WORK TASK:
Restate the data word for word. Leave the pictures out.

Point-per-instance localization data
= Beginning of Section =
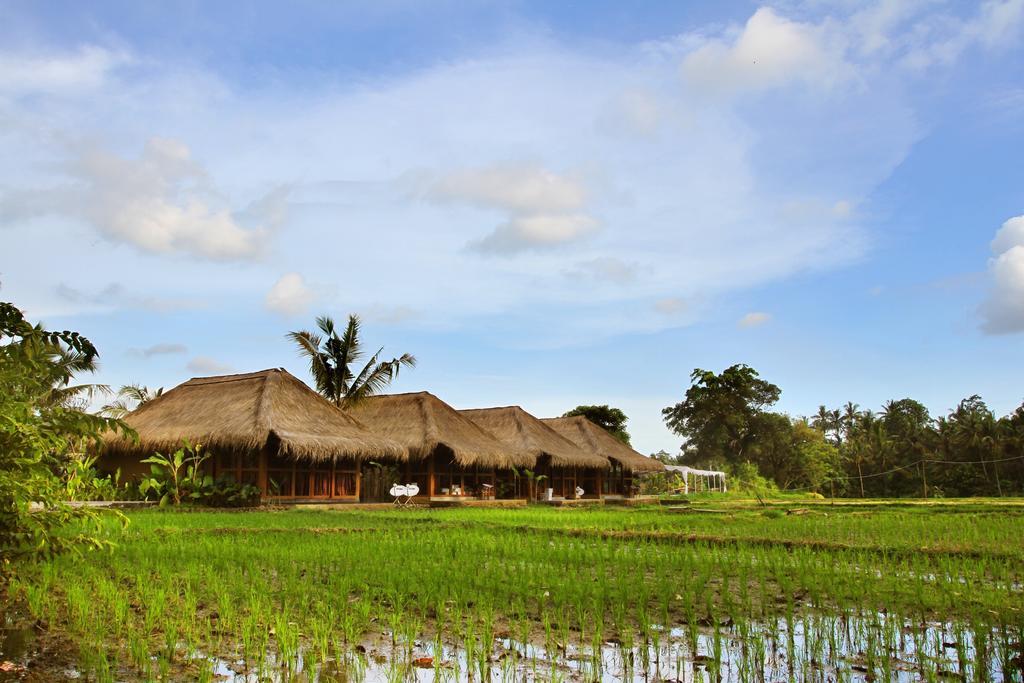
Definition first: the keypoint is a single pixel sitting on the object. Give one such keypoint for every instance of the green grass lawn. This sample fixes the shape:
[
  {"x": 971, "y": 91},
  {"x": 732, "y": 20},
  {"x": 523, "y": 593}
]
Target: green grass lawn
[{"x": 715, "y": 588}]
= End of Section =
PROBLEM SOLUTION:
Definition first: the keypoint is a single pixel sitting on the object. Give one such keypoint for every instance of the green grass lawn. This sample fixes the shape:
[
  {"x": 971, "y": 91},
  {"x": 732, "y": 20},
  {"x": 523, "y": 593}
]
Target: green grass lawn
[{"x": 715, "y": 588}]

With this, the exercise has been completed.